What the exercise asks: List every line in the listing below that contains the string "face", matching its case exactly.

Items:
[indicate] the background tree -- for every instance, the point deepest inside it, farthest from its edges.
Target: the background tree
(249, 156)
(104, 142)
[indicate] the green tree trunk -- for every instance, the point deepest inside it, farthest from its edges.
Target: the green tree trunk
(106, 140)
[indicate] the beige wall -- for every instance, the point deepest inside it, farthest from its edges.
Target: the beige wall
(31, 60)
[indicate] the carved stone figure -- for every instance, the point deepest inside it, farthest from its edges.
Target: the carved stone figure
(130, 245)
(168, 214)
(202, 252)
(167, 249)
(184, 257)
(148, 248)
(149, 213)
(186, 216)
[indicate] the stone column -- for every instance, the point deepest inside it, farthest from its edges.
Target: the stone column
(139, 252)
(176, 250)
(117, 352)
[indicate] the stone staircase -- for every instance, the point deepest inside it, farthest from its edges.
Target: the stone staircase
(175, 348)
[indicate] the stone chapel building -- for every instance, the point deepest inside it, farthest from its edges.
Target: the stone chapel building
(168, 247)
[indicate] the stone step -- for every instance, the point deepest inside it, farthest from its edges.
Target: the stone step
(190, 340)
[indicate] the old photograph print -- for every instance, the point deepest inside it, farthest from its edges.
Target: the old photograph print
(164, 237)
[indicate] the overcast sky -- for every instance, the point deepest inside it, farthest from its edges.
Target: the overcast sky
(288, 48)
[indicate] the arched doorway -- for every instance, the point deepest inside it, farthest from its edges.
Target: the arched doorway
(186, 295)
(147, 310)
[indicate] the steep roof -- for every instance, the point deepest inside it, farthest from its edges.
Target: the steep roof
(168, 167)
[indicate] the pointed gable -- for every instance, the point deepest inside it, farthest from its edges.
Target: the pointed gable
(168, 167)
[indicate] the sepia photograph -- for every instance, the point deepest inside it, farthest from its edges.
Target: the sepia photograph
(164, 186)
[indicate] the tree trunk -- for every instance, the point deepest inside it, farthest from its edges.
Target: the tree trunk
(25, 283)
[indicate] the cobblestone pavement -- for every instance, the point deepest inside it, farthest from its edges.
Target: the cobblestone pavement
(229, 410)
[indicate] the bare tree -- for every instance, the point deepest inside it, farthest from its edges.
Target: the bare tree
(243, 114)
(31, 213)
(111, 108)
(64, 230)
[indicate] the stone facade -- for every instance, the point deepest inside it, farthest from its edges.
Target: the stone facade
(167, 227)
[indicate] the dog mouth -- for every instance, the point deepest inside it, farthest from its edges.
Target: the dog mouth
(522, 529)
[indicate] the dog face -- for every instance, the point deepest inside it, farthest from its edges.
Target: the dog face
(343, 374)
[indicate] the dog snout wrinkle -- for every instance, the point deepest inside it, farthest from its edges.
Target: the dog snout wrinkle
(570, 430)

---

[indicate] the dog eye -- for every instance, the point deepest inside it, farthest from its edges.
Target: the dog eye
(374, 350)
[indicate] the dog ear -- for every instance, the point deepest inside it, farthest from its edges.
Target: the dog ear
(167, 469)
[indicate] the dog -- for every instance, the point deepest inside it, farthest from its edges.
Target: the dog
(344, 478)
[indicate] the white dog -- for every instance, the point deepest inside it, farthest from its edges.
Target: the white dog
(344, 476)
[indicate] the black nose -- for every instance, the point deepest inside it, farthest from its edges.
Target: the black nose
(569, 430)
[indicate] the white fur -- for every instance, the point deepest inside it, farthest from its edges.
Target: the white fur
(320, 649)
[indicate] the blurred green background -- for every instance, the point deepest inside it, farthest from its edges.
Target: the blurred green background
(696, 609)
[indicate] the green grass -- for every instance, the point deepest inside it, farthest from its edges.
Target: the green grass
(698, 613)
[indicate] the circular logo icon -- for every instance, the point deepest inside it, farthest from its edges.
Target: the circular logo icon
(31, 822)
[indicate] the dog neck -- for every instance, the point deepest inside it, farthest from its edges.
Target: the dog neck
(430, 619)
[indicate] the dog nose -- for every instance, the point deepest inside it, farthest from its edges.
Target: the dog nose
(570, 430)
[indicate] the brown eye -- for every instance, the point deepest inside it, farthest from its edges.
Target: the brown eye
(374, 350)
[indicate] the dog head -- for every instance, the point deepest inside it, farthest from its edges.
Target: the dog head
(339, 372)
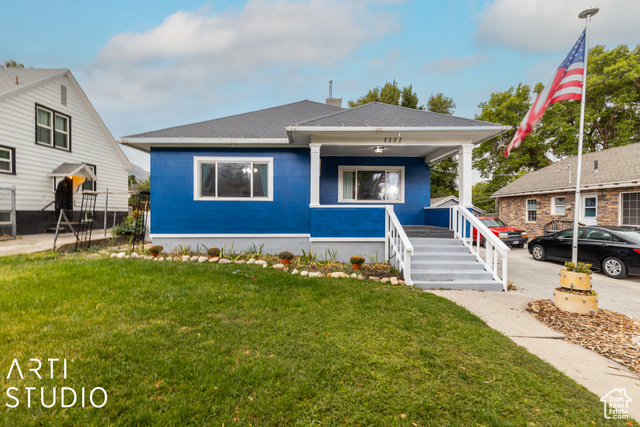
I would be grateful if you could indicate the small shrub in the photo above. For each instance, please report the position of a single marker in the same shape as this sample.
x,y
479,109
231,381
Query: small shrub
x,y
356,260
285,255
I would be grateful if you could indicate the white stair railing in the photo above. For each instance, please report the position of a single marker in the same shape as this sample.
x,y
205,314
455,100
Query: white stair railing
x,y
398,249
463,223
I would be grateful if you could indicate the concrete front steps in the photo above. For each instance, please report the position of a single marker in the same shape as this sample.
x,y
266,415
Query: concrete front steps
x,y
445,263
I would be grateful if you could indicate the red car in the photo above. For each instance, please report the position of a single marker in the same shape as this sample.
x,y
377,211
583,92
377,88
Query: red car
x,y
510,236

Answer in full:
[indicate] the dog face -- for every instance, the point deepest inside it, farthest from its edges.
Target: the dog face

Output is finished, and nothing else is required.